*Excerpt*.
____________________

Figure 2An overview of the gene.iobio system and software architecture (a) Inputs for gene.iobio include gene names (single or multiple), phenotypes or disorder terms, samples and relatedness between samples, variant files (VCF) and sequence alignment files (BAM or CRAM). (b) Gene region data (gene genomic coordinates +/− 1000 bp) is streamed from files provided on the user’s local machine or from publicly accessible URLs to a series of backend bioinformatics services. (c) gene.iobio coordinates information exchanges between knowledge sources (through APIs where available or from custom-built iobio backend services) and bioinformatics services to display variant and gene annotations and draw visualizations.
Figure 3Gene.iobio empowers clinical experts during variant prioritization and is a platform for variant reinterpretation (a) In a representative clinical case of a male between 30 and 40 years old with adult onset leukodystrophy, gene.iobio provides comprehensive variant and clinical information that supports the candidate ATP6AP2 variant. (b) In the same clinical case, gene.iobio provides comprehensive variant and clinical information to refute the candidate BRWD3 variant. (c) Reanalysis of a previously undiagnosed case in gene.iobio reveals an updated pathogenic ClinVar assertion for a candidate variant in the SON gene.

____________________

*The data*.

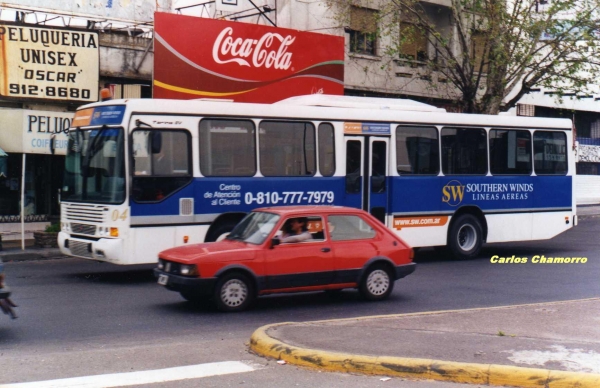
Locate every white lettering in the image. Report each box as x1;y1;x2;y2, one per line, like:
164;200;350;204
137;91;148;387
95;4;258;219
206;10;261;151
212;27;296;70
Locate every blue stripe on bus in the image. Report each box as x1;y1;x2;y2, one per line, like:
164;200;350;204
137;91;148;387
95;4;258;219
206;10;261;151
131;175;573;216
389;175;573;213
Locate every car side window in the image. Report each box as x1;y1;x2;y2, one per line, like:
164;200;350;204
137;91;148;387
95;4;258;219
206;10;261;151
276;216;325;244
327;215;376;241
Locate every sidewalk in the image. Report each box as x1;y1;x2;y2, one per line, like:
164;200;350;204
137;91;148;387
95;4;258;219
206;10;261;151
0;246;66;263
250;298;600;388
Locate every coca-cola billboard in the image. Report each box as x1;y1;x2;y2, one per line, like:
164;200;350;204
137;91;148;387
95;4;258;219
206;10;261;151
154;13;344;103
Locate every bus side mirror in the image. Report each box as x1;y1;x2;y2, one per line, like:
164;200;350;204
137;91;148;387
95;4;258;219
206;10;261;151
150;131;162;154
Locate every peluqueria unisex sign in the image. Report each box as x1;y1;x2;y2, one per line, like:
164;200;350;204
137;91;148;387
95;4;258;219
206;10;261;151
0;23;99;102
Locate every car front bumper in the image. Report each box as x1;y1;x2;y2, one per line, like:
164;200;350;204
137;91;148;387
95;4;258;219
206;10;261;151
154;268;217;295
396;263;417;280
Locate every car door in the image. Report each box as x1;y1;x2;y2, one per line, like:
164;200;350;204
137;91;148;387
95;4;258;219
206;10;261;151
265;216;334;290
327;214;380;283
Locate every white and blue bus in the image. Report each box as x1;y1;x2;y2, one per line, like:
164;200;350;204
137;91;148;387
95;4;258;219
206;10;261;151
58;95;577;264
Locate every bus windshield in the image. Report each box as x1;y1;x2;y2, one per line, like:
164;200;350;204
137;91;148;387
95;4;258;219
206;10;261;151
61;126;125;204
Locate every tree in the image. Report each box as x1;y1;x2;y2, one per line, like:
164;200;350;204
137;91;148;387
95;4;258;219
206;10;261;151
327;0;600;114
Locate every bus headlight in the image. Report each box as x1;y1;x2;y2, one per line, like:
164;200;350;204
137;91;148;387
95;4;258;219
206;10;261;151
179;264;198;276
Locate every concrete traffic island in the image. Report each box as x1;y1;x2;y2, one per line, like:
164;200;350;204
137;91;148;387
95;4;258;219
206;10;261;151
250;298;600;388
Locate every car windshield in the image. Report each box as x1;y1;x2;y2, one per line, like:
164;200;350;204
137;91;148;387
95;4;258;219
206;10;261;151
227;212;280;245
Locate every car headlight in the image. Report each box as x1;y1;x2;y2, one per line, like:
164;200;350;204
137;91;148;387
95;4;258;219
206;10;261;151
179;264;198;276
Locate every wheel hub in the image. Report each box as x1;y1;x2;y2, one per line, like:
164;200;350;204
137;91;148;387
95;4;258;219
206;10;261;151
367;269;390;295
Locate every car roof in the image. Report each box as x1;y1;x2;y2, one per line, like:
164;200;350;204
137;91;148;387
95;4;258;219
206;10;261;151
253;205;367;216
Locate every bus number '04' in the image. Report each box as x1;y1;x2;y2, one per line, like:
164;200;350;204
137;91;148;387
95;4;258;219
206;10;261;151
112;209;127;221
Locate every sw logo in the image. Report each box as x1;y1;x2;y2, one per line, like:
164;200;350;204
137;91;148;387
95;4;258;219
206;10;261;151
442;181;465;206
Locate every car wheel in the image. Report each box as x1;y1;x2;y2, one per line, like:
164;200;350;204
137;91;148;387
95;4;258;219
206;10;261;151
360;265;394;300
214;273;255;312
205;222;237;242
448;214;483;260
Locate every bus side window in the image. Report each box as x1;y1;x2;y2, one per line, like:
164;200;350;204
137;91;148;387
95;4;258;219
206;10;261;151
258;121;317;177
442;127;487;175
131;129;192;202
319;123;335;176
200;119;256;176
396;126;440;175
533;131;567;175
490;129;531;175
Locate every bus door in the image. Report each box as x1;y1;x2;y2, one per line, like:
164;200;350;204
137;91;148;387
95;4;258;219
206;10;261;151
345;136;389;223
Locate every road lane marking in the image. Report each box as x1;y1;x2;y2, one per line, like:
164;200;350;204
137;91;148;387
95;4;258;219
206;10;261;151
0;361;255;388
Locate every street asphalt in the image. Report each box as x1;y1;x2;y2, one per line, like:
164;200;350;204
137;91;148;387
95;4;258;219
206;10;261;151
250;205;600;388
0;205;600;388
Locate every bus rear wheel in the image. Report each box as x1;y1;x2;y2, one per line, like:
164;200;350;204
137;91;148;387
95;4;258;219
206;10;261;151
448;214;483;260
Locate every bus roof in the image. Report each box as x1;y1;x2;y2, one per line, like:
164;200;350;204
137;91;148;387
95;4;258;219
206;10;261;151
275;94;446;112
78;95;572;130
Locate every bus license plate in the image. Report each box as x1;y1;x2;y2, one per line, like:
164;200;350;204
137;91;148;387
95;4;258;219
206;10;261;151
158;275;169;286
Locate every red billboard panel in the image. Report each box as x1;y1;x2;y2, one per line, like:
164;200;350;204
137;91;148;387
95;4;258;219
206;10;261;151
154;13;344;103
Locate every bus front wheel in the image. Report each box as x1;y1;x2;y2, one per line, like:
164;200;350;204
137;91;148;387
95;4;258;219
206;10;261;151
448;214;483;260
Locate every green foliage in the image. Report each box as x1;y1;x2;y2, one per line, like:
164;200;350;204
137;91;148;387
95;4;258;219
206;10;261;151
326;0;600;114
45;223;60;233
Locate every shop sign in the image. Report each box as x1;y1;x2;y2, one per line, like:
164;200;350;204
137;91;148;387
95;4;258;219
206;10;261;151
23;110;74;155
154;13;344;103
0;23;99;102
2;0;173;22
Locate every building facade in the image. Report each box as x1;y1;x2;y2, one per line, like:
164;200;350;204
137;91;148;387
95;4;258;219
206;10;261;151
0;12;153;241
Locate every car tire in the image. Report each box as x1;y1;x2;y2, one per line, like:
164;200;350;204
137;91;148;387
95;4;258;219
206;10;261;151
214;272;256;312
204;222;237;242
448;214;483;260
359;264;394;301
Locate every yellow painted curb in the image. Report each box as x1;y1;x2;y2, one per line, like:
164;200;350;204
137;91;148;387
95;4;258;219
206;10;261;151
250;322;600;388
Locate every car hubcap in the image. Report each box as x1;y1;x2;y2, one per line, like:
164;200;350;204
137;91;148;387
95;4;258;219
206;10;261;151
457;224;477;251
367;269;390;295
221;279;248;307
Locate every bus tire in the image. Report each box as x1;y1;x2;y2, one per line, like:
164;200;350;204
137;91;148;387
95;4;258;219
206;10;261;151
214;272;256;312
204;222;237;242
448;214;483;260
359;264;394;301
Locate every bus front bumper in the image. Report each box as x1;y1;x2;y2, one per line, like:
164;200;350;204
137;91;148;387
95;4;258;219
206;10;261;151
58;232;123;264
154;268;217;295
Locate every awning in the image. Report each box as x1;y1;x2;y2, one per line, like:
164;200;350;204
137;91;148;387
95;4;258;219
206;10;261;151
0;148;8;178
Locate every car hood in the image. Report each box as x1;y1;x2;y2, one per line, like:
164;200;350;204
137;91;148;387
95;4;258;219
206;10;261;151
158;240;256;262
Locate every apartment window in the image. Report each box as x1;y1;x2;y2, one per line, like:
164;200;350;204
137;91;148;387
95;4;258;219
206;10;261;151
350;7;377;55
399;22;427;62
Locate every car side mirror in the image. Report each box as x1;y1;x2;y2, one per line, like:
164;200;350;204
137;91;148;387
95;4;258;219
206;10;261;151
271;237;281;249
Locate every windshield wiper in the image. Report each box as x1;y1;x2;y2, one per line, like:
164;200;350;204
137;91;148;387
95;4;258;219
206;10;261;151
81;124;108;199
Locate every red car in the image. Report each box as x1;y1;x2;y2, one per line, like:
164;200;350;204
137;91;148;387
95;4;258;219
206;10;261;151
154;206;416;311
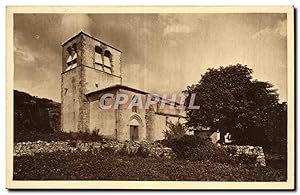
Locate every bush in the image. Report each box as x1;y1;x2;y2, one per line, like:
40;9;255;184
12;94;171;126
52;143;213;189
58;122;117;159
162;135;236;164
164;121;186;140
14;129;103;142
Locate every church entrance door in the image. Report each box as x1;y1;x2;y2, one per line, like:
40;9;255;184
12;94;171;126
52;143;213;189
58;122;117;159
130;125;139;141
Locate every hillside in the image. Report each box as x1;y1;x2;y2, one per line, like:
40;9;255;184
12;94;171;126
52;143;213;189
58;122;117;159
14;90;60;141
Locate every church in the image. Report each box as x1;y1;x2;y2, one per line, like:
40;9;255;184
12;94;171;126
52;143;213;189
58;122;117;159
61;32;186;141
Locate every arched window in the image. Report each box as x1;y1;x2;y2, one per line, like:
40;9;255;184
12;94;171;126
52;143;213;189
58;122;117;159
66;43;77;71
131;96;138;113
103;50;112;73
95;46;103;70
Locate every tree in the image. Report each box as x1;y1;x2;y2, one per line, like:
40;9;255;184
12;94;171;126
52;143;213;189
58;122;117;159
185;64;282;145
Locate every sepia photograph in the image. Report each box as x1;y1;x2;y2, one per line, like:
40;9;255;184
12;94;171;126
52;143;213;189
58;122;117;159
6;6;295;190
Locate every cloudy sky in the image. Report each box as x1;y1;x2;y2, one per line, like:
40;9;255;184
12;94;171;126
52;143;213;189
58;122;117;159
14;14;287;102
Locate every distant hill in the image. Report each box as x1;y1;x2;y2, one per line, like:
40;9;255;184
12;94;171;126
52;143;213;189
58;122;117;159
14;90;60;141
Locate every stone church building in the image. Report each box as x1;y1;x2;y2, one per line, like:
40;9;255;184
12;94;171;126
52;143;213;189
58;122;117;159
61;32;185;141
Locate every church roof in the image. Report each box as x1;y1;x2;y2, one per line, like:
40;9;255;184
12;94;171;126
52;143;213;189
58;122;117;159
61;31;122;53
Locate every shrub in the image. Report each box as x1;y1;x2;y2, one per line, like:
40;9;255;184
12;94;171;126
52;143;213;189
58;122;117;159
14;129;104;142
162;135;236;164
164;121;186;140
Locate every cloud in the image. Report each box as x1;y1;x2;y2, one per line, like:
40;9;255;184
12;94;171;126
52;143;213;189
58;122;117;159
164;24;191;36
61;14;91;37
252;20;287;39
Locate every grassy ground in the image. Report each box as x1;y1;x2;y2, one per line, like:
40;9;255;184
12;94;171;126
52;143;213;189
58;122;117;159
14;152;286;181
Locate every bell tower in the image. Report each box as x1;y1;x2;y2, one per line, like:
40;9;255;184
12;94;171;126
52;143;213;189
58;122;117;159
61;32;122;132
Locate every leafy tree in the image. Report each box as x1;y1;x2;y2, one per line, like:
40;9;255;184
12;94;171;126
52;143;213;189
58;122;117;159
185;64;282;145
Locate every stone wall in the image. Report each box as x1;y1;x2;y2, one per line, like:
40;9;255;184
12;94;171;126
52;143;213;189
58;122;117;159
221;145;266;167
13;141;175;158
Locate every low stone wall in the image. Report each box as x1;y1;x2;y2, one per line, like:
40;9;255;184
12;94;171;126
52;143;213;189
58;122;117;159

____________________

*Tasks and exercises*.
**a.** According to the gene.iobio figure captions, what span of sequence is streamed as gene region data?
**b.** Summarize the gene.iobio figure captions in two sentences.
**c.** Continue the gene.iobio figure captions from the point where they stop.

*Expected outputs*.
**a.** The gene's genomic coordinates plus or minus 1000 bp.

**b.** gene.iobio takes inputs such as gene names, phenotypes, samples, and variant and alignment files, streams gene region data to backend bioinformatics services, and coordinates exchanges with knowledge sources to display variant and gene annotations and draw visualizations. In clinical cases, it supplies variant and clinical information that supports or refutes candidate variants, and in reanalysis of an undiagnosed case it revealed an updated pathogenic ClinVar assertion for a variant in the SON gene.

**c.**
Figure 4Gene.iobio helps adjudicate de novo variants, identify Mendelian violations and provides on-demand variant calling (a) Adjudication of a false negative de novo variant in gene.iobio where reasonable allele balance, despite low coverage, suggest the variant could be real. (b) Adjudication of a false positive de novo variant in gene.iobio where poor allele balance suggests the variant is likely not real. (c) Adjudication of a false positive de novo variant in gene.iobio where variant evidence is observed in both parents, suggesting the variant could be inherited and not a real de novo. (d) A Mendelian violation viewed in gene.iobio where a sibling has a heterozygous genotype, despite both parents being homozygous alternate, a clear Mendelian violation. (e) On-demand variant calling in gene.iobio using Freebayes where a previous variant calling method failed to call any variants in the DGCR2 gene, but Freebayes variant calling in gene.iobio identifies numerous variants within the gene.